Identify every line in the records below that contains the string "exact", and copy each of those lines in full.
*** Opening of Data supplied ***
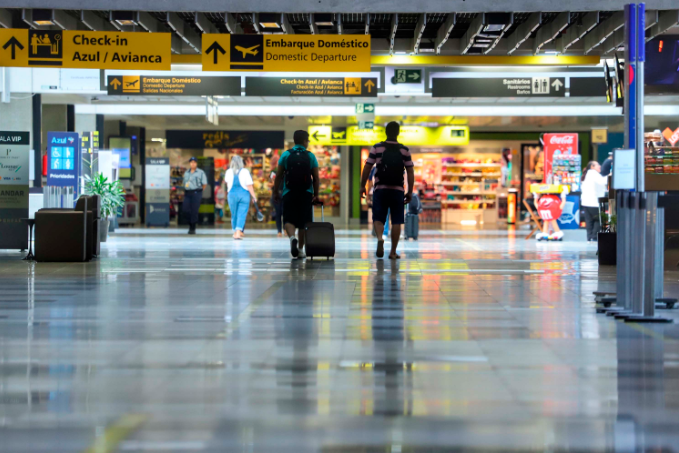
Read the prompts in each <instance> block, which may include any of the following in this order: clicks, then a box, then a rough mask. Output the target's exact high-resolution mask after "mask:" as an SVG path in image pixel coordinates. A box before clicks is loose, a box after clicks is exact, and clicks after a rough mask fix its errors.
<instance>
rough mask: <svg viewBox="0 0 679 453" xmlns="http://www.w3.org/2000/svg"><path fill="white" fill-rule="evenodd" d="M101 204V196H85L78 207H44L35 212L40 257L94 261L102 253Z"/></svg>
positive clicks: (35, 254) (77, 206) (74, 260)
mask: <svg viewBox="0 0 679 453" xmlns="http://www.w3.org/2000/svg"><path fill="white" fill-rule="evenodd" d="M95 197H96V196H95ZM98 206H99V197H96V198H92V197H88V196H81V197H80V198H79V199H78V201H77V203H76V205H75V209H68V208H63V209H58V208H45V209H40V210H39V211H38V212H37V213H36V214H35V258H36V260H37V261H39V262H44V261H57V262H68V261H74V262H84V261H89V260H91V259H92V257H93V256H94V255H95V253H99V228H98V225H99V221H98V219H96V217H95V216H96V215H97V214H98Z"/></svg>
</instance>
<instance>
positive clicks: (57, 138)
mask: <svg viewBox="0 0 679 453" xmlns="http://www.w3.org/2000/svg"><path fill="white" fill-rule="evenodd" d="M74 141H75V138H73V137H52V143H61V144H66V143H73V142H74Z"/></svg>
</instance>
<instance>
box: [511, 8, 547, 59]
mask: <svg viewBox="0 0 679 453" xmlns="http://www.w3.org/2000/svg"><path fill="white" fill-rule="evenodd" d="M541 23H542V13H533V14H531V15H530V16H528V19H526V21H525V22H524V23H522V24H521V25H519V26H518V27H516V30H514V33H512V34H511V35H509V38H507V39H508V40H509V50H508V51H507V53H508V54H512V53H514V52H516V51H517V50H518V48H519V47H521V44H523V43H524V42H526V40H527V39H528V38H530V36H531V35H532V34H533V32H534V31H535V30H537V29H538V27H540V24H541Z"/></svg>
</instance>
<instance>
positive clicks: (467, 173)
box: [441, 171, 502, 179]
mask: <svg viewBox="0 0 679 453" xmlns="http://www.w3.org/2000/svg"><path fill="white" fill-rule="evenodd" d="M443 176H453V177H456V178H461V177H464V178H466V177H472V178H488V179H496V178H499V177H500V176H502V173H481V172H477V171H475V172H472V173H443V174H441V177H443Z"/></svg>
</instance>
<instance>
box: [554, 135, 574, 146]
mask: <svg viewBox="0 0 679 453" xmlns="http://www.w3.org/2000/svg"><path fill="white" fill-rule="evenodd" d="M549 143H550V144H552V145H572V144H573V143H575V136H574V135H552V136H551V137H549Z"/></svg>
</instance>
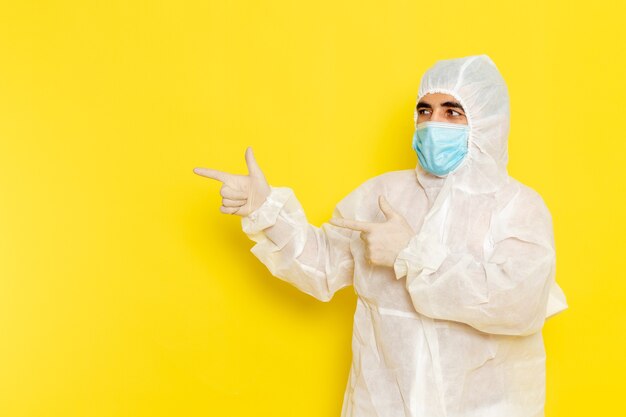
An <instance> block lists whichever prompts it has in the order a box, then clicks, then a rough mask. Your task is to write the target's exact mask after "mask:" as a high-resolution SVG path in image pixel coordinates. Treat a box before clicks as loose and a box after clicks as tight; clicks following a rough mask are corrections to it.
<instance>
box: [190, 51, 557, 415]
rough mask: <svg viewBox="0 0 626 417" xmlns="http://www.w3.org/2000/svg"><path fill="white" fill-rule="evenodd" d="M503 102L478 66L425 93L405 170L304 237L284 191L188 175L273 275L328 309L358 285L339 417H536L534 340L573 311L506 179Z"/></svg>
mask: <svg viewBox="0 0 626 417" xmlns="http://www.w3.org/2000/svg"><path fill="white" fill-rule="evenodd" d="M509 120H510V117H509V96H508V91H507V87H506V84H505V81H504V79H503V78H502V76H501V75H500V73H499V71H498V69H497V68H496V66H495V64H494V63H493V62H492V60H491V59H490V58H489V57H488V56H487V55H477V56H469V57H464V58H458V59H449V60H442V61H438V62H437V63H435V65H434V66H432V67H431V68H430V69H429V70H428V71H427V72H426V73H425V74H424V76H423V77H422V80H421V83H420V87H419V92H418V104H417V106H416V109H415V125H416V129H415V133H414V135H413V149H414V150H415V151H416V153H417V156H418V160H419V164H418V165H417V166H416V167H415V169H407V170H401V171H393V172H388V173H385V174H382V175H379V176H377V177H374V178H372V179H370V180H367V181H365V182H364V183H363V184H361V185H360V186H359V187H358V188H357V189H355V190H354V191H352V192H351V193H350V194H348V195H347V196H346V197H344V198H343V199H342V200H341V201H340V202H339V203H338V204H337V206H336V208H335V210H334V212H333V216H332V219H331V220H330V222H329V223H324V224H322V226H321V227H319V228H318V227H316V226H313V225H311V224H309V223H308V221H307V218H306V216H305V213H304V210H303V209H302V206H301V205H300V203H299V202H298V200H297V198H296V196H295V195H294V193H293V191H292V190H291V189H290V188H286V187H272V186H270V185H269V184H268V183H267V181H266V179H265V177H264V175H263V173H262V171H261V169H260V168H259V166H258V165H257V163H256V161H255V159H254V156H253V153H252V149H251V148H248V149H247V150H246V162H247V165H248V170H249V174H248V175H233V174H228V173H225V172H222V171H217V170H214V169H207V168H196V169H194V172H196V173H197V174H199V175H202V176H206V177H209V178H213V179H216V180H219V181H221V182H223V186H222V188H221V195H222V197H223V199H222V206H221V208H220V210H221V212H223V213H228V214H237V215H240V216H242V219H241V220H242V227H243V230H244V232H245V233H246V234H247V235H248V236H249V237H250V239H252V240H253V241H254V242H256V244H255V245H254V247H252V249H251V251H252V253H254V255H255V256H256V257H257V258H259V259H260V260H261V262H263V263H264V264H265V265H266V266H267V267H268V269H269V270H270V271H271V273H272V274H273V275H275V276H276V277H278V278H280V279H283V280H285V281H287V282H290V283H291V284H293V285H295V286H296V287H297V288H299V289H300V290H301V291H303V292H305V293H307V294H310V295H311V296H313V297H315V298H317V299H319V300H322V301H328V300H330V299H331V298H332V296H333V294H334V293H335V292H336V291H337V290H339V289H341V288H343V287H345V286H348V285H353V286H354V290H355V292H356V294H357V295H358V298H357V305H356V311H355V314H354V326H353V337H352V354H353V357H352V367H351V370H350V375H349V379H348V382H347V386H346V391H345V396H344V402H343V409H342V413H341V415H342V417H383V416H388V417H400V416H406V417H409V416H411V417H444V416H445V417H457V416H458V417H539V416H544V403H545V371H546V366H545V365H546V364H545V360H546V356H545V350H544V343H543V337H542V333H541V329H542V327H543V324H544V322H545V320H546V318H547V317H549V316H552V315H554V314H556V313H558V312H560V311H562V310H564V309H566V308H567V303H566V300H565V296H564V294H563V292H562V291H561V289H560V288H559V286H558V285H557V284H556V282H555V278H554V277H555V249H554V239H553V228H552V220H551V216H550V213H549V211H548V209H547V208H546V206H545V204H544V202H543V200H542V199H541V197H540V196H539V195H538V194H537V193H536V192H535V191H533V190H532V189H530V188H529V187H527V186H525V185H523V184H521V183H520V182H518V181H516V180H514V179H513V178H511V177H510V176H509V175H508V173H507V169H506V165H507V160H508V155H507V138H508V133H509Z"/></svg>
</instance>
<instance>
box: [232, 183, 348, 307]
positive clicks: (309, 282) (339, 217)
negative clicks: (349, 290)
mask: <svg viewBox="0 0 626 417" xmlns="http://www.w3.org/2000/svg"><path fill="white" fill-rule="evenodd" d="M344 202H345V199H344V200H343V201H342V202H341V203H344ZM341 203H340V204H338V205H337V206H336V207H335V209H334V212H333V217H334V218H342V217H343V214H342V213H341V211H340V207H341ZM241 221H242V229H243V231H244V232H245V233H246V234H247V235H248V237H249V238H250V239H251V240H253V241H254V242H256V244H255V245H254V246H253V247H252V249H251V252H252V253H253V254H254V255H255V256H256V257H257V258H258V259H259V260H260V261H261V262H262V263H263V264H265V265H266V266H267V268H268V269H269V271H270V272H271V273H272V275H274V276H276V277H278V278H280V279H282V280H284V281H286V282H289V283H291V284H292V285H294V286H295V287H297V288H298V289H300V290H301V291H302V292H304V293H307V294H309V295H311V296H313V297H315V298H316V299H318V300H321V301H329V300H330V299H331V298H332V297H333V295H334V293H335V292H336V291H338V290H339V289H341V288H343V287H345V286H348V285H351V284H352V276H353V273H354V259H353V257H352V252H351V251H350V240H351V236H352V233H353V232H352V231H350V230H345V229H343V228H339V227H336V226H334V225H332V224H330V223H324V224H322V226H321V227H316V226H314V225H311V224H309V222H308V220H307V218H306V215H305V213H304V210H303V208H302V205H301V204H300V202H299V201H298V199H297V198H296V196H295V194H294V192H293V190H292V189H290V188H287V187H271V192H270V194H269V196H268V197H267V199H266V200H265V201H264V202H263V204H262V205H261V206H260V207H259V208H258V209H256V210H254V211H253V212H252V213H250V214H249V215H248V216H244V217H242V219H241Z"/></svg>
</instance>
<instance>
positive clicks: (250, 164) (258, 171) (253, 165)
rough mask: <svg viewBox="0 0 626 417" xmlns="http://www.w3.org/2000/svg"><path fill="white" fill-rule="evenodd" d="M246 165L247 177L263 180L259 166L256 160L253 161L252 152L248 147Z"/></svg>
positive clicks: (251, 149) (260, 167) (263, 176)
mask: <svg viewBox="0 0 626 417" xmlns="http://www.w3.org/2000/svg"><path fill="white" fill-rule="evenodd" d="M246 165H247V166H248V175H250V176H251V177H257V178H265V175H263V171H261V167H259V164H257V163H256V159H254V153H253V152H252V147H251V146H248V148H247V149H246Z"/></svg>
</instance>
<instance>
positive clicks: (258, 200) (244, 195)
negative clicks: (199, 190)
mask: <svg viewBox="0 0 626 417" xmlns="http://www.w3.org/2000/svg"><path fill="white" fill-rule="evenodd" d="M246 165H247V166H248V175H235V174H228V173H226V172H222V171H218V170H215V169H210V168H194V169H193V172H195V173H196V174H198V175H202V176H203V177H207V178H212V179H214V180H218V181H221V182H223V185H222V188H221V189H220V194H221V195H222V206H221V207H220V211H221V212H222V213H224V214H237V215H239V216H247V215H249V214H250V213H252V212H253V211H254V210H256V209H257V208H259V207H260V206H261V205H262V204H263V202H264V201H265V199H266V198H267V196H268V195H269V194H270V191H271V188H270V186H269V184H268V183H267V180H266V179H265V175H263V171H261V168H259V165H258V164H257V163H256V160H255V159H254V154H253V153H252V148H251V147H250V146H248V148H247V149H246Z"/></svg>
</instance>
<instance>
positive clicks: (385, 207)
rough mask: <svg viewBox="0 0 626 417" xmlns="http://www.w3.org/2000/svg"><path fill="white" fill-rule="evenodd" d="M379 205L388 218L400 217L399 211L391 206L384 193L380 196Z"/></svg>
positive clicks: (378, 205) (394, 217) (385, 217)
mask: <svg viewBox="0 0 626 417" xmlns="http://www.w3.org/2000/svg"><path fill="white" fill-rule="evenodd" d="M378 206H379V207H380V210H381V211H382V212H383V214H384V215H385V218H386V219H387V220H389V219H392V218H395V217H398V213H397V212H396V211H395V210H394V209H393V208H392V207H391V204H389V202H388V201H387V199H386V198H385V196H384V195H382V194H381V195H380V196H378Z"/></svg>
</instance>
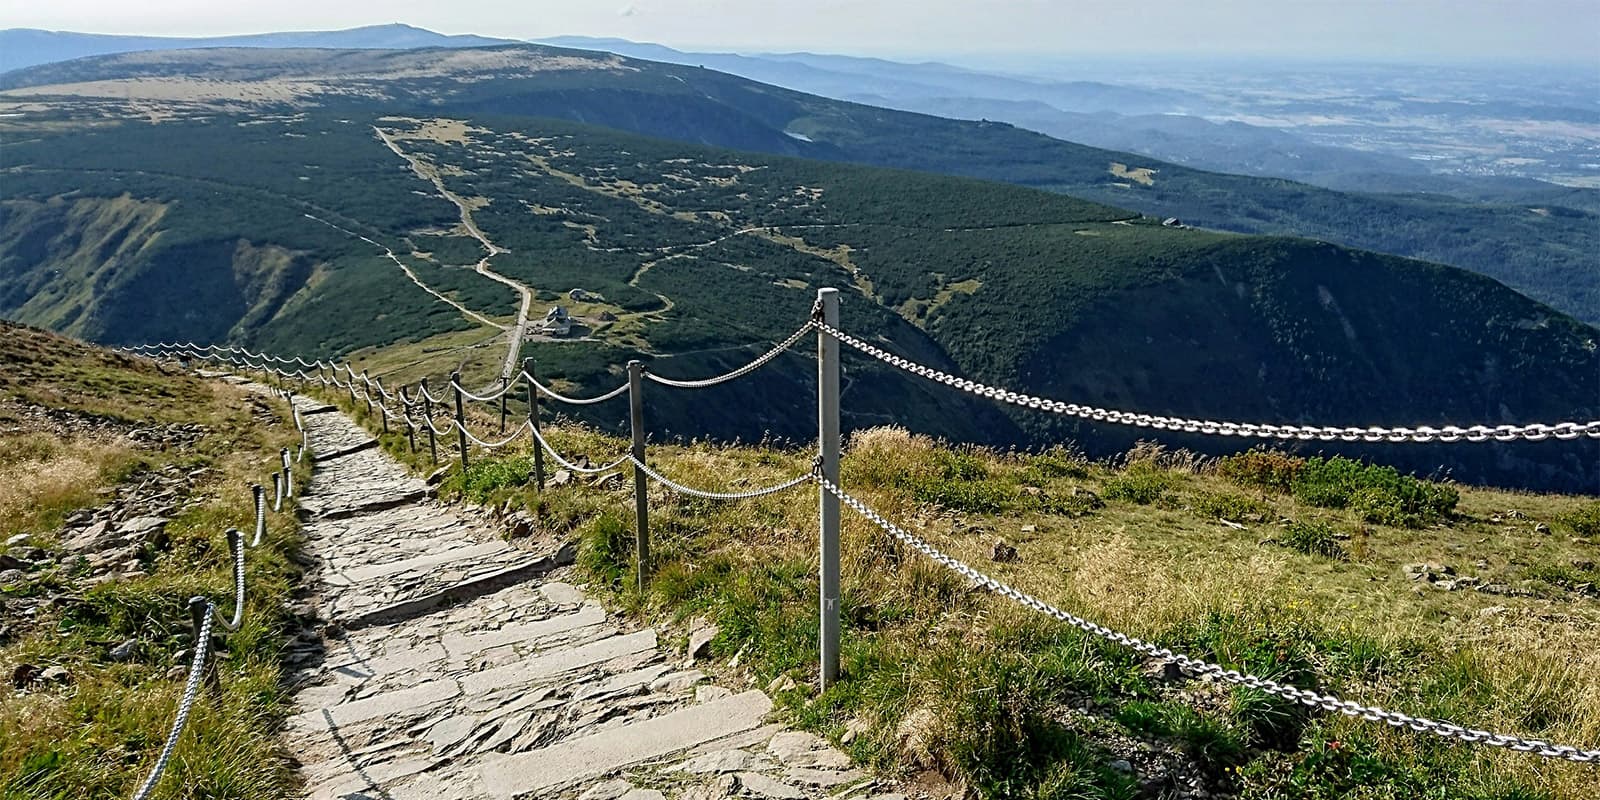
*** Close of Data supplied ***
Response for this exercise:
Read the prompts in each <instance> block, which may include any of the following in this order: clicks, then a box, then a rough mask. Output the target's exact high-resolution mask after "mask:" as an SVG path in image pixel coordinates. A box before clicks is loose, a box after clicks is exact, and clicks after a rough mask fix its errors.
An <instance> block lists whichever prompts it has in the order a box, then clicks, then a rough mask. Your task is to write the target's exact mask after "mask:" as a high-resolution SVG path in image pixel coordinates. Treat a box before clicks as loose and a box after clicks as tight; clicks following a rough mask are corrections to it.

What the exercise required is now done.